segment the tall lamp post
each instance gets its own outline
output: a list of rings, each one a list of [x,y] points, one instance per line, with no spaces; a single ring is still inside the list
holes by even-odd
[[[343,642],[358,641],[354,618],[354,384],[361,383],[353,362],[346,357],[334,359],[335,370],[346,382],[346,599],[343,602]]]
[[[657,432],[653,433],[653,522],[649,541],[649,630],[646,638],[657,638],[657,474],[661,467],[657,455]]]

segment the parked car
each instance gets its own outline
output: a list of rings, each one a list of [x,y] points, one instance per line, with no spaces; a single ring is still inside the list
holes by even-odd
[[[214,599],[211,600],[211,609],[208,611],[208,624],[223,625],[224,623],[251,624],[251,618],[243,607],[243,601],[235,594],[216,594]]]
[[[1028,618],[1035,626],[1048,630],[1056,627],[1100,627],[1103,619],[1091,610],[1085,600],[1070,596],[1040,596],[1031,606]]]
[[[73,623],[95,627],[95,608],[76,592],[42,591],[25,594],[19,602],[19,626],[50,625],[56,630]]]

§ §

Please change "outline" to "polygon" wherever it appears in the rows above, and repeat the rows with nothing else altered.

segment the tall lamp post
each instance gets its own polygon
output: a list of rings, each one a list of [x,y] points, one instance per line, with no spaces; a single ring is still inside the list
holes by even-odd
[[[343,642],[358,641],[354,618],[354,384],[361,383],[353,362],[346,357],[334,359],[335,370],[346,382],[346,599],[343,602]]]
[[[657,432],[653,433],[653,522],[649,541],[649,630],[646,638],[657,638],[657,474],[661,467],[657,455]]]

segment the parked car
each instance gets its own polygon
output: a list of rings, each one a list of [x,y] points, one instance per line, with no spaces; a single ring is still inside the list
holes by even-odd
[[[214,599],[211,600],[211,609],[208,611],[208,624],[223,625],[224,623],[251,624],[251,618],[243,607],[243,601],[235,594],[216,594]]]
[[[1028,618],[1035,626],[1048,630],[1056,627],[1100,627],[1103,619],[1091,610],[1085,600],[1070,596],[1040,596],[1031,606]]]
[[[73,623],[95,627],[95,608],[76,592],[42,591],[25,594],[19,602],[19,626],[50,625],[56,630]]]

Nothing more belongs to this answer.